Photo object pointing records
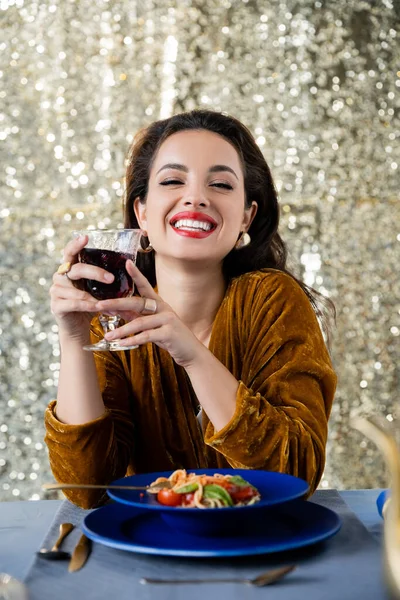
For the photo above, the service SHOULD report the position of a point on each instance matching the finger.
(142, 284)
(138, 325)
(156, 336)
(129, 304)
(85, 271)
(69, 292)
(72, 249)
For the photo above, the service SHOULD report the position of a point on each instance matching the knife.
(80, 554)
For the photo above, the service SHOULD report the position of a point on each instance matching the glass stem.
(109, 323)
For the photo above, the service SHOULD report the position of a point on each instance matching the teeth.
(192, 225)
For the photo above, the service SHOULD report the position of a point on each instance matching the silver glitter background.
(317, 82)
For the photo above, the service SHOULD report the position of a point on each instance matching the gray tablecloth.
(346, 567)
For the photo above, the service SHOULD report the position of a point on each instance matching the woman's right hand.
(72, 307)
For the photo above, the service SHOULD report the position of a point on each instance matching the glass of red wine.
(109, 249)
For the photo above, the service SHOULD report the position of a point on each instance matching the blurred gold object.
(386, 442)
(80, 554)
(64, 268)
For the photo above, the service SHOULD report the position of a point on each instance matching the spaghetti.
(205, 491)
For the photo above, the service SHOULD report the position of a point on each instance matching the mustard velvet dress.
(267, 335)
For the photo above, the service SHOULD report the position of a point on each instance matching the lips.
(193, 224)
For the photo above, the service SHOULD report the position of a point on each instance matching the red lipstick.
(194, 216)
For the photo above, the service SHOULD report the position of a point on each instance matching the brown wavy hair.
(267, 249)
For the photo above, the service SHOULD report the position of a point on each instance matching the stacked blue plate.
(281, 520)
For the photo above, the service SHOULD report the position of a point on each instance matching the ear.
(140, 212)
(249, 215)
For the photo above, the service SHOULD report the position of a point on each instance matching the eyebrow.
(213, 169)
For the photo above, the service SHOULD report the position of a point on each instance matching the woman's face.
(195, 207)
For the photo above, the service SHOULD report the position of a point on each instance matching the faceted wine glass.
(109, 249)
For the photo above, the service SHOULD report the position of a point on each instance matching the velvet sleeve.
(98, 451)
(286, 382)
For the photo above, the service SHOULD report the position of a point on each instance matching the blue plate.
(275, 488)
(285, 527)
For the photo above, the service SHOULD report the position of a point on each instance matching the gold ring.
(64, 268)
(149, 307)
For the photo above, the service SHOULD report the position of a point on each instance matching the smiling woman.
(220, 325)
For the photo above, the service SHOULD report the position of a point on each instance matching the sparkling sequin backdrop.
(318, 84)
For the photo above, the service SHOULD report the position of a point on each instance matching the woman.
(221, 327)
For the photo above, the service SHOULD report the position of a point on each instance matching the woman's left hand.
(163, 328)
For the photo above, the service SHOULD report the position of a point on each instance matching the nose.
(196, 196)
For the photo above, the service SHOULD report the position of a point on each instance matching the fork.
(266, 578)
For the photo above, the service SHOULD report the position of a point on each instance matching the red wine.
(111, 261)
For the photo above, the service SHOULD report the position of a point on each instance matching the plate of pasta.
(210, 502)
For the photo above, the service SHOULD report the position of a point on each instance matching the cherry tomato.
(169, 498)
(241, 494)
(187, 499)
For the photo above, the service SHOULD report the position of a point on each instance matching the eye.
(221, 184)
(171, 182)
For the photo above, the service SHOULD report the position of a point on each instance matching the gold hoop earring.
(243, 241)
(149, 248)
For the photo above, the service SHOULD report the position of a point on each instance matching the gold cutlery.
(153, 488)
(80, 554)
(270, 576)
(55, 553)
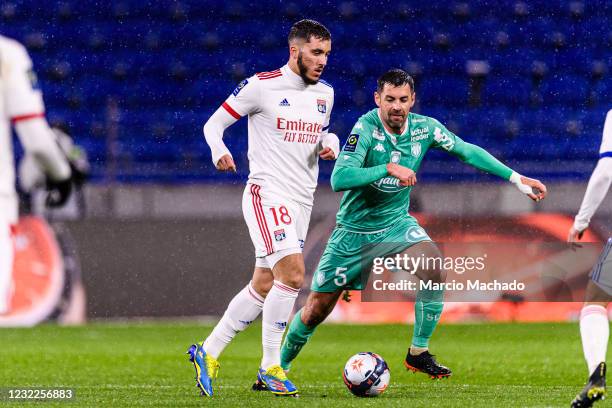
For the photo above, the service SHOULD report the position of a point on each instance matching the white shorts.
(602, 271)
(278, 226)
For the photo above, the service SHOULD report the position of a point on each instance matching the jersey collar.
(292, 77)
(393, 136)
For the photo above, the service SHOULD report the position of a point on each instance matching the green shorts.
(348, 256)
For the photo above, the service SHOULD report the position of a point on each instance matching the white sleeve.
(605, 149)
(213, 133)
(600, 180)
(39, 141)
(245, 99)
(22, 98)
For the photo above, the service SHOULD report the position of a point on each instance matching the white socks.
(594, 330)
(240, 313)
(276, 310)
(6, 265)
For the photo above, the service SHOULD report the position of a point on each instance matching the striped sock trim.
(254, 294)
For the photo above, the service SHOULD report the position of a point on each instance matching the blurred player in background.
(594, 326)
(21, 104)
(289, 110)
(377, 169)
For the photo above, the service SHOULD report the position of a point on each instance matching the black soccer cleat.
(427, 364)
(594, 390)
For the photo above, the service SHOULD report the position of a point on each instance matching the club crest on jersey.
(322, 105)
(351, 143)
(239, 87)
(415, 149)
(279, 235)
(377, 134)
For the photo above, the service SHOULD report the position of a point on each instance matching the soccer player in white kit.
(594, 327)
(289, 111)
(22, 106)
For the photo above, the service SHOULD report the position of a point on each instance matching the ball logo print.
(366, 374)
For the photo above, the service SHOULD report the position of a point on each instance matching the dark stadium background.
(135, 81)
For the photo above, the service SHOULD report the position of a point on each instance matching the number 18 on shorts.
(275, 224)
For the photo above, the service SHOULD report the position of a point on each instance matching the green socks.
(427, 310)
(297, 335)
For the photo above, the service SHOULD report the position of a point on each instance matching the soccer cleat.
(275, 380)
(206, 368)
(259, 385)
(594, 390)
(426, 363)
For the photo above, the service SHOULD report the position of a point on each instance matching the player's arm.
(479, 158)
(330, 144)
(26, 109)
(349, 172)
(598, 186)
(243, 101)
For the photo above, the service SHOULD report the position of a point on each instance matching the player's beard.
(395, 126)
(303, 70)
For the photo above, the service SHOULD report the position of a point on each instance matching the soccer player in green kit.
(376, 170)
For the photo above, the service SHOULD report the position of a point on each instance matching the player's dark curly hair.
(304, 29)
(394, 77)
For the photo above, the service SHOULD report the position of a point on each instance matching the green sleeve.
(478, 157)
(468, 153)
(349, 171)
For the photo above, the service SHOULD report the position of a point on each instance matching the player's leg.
(244, 307)
(594, 329)
(242, 310)
(318, 306)
(338, 269)
(427, 311)
(6, 264)
(288, 224)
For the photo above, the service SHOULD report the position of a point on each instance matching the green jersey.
(374, 200)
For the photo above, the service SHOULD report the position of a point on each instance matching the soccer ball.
(366, 374)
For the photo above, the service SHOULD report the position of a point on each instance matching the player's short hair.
(304, 29)
(394, 77)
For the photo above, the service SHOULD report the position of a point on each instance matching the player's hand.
(532, 187)
(226, 163)
(538, 189)
(574, 235)
(327, 154)
(406, 176)
(58, 192)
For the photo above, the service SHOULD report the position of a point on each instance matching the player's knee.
(312, 315)
(262, 286)
(295, 280)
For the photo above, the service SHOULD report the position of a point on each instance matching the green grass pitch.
(503, 365)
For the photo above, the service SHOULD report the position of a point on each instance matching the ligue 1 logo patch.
(322, 105)
(279, 235)
(239, 87)
(351, 143)
(415, 149)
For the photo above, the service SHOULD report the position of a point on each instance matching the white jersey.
(19, 100)
(600, 180)
(287, 120)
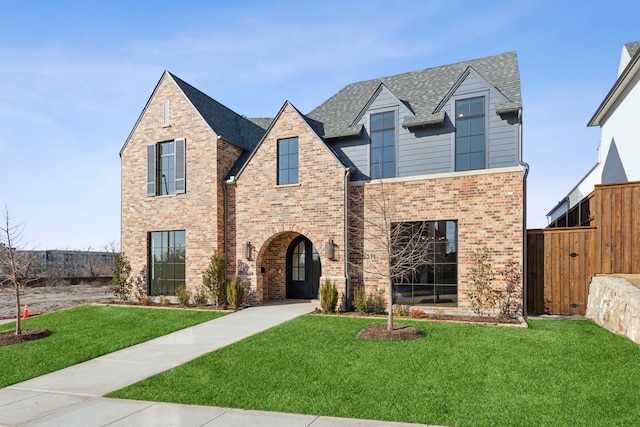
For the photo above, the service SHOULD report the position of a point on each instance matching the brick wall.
(199, 210)
(270, 216)
(487, 205)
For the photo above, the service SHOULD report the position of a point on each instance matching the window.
(165, 113)
(287, 161)
(470, 134)
(435, 280)
(167, 261)
(383, 135)
(166, 168)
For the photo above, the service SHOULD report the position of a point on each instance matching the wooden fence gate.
(559, 270)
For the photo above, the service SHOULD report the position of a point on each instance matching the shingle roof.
(232, 127)
(632, 48)
(422, 90)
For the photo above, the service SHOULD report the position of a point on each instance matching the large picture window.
(166, 168)
(435, 281)
(288, 161)
(383, 135)
(470, 134)
(167, 261)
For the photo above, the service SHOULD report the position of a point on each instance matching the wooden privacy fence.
(559, 269)
(562, 261)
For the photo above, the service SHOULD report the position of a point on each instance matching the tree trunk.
(390, 308)
(18, 319)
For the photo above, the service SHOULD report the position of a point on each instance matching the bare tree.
(385, 246)
(15, 262)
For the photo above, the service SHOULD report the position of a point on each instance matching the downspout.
(525, 173)
(231, 180)
(347, 174)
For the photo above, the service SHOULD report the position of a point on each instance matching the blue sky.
(75, 75)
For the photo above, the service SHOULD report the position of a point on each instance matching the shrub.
(182, 294)
(401, 310)
(214, 279)
(200, 296)
(328, 296)
(480, 293)
(139, 285)
(235, 293)
(376, 301)
(360, 300)
(121, 285)
(510, 301)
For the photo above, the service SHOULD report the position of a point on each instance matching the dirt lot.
(46, 299)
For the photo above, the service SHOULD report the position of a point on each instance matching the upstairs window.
(166, 168)
(165, 113)
(288, 161)
(383, 135)
(470, 134)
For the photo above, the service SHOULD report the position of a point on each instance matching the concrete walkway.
(73, 396)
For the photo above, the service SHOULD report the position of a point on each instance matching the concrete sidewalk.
(73, 396)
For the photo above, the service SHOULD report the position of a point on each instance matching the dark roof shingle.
(232, 127)
(421, 90)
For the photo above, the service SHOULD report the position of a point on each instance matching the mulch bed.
(10, 337)
(379, 331)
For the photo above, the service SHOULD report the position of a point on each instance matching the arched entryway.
(303, 269)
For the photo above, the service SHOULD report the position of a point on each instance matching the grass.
(558, 372)
(85, 332)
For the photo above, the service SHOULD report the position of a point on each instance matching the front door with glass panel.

Instruction |
Every line from the one containing "the concrete sidewalk." through the last line of the entries must be written out verbatim, and no other line.

Output for this exercise |
For the photo above, the service SHOULD report the position of a point on each instance matching the concrete sidewalk.
(73, 396)
For the photo above, the service SHOULD report the position of a point on each instance matching the dark roof shingle.
(232, 127)
(421, 90)
For the photo above, the service SHOULD report the position of a point on each instance matching the mulch bed.
(10, 337)
(379, 331)
For the photo above, the service SHOULD report the position of a point on each instance matching the arched entryway.
(303, 269)
For the photo above, the service SHOULD report the position of a point on each instance matching the grass.
(558, 372)
(85, 332)
For the photo above, the service SHOULD report the position of a point on each instance matching the front door with glass panel.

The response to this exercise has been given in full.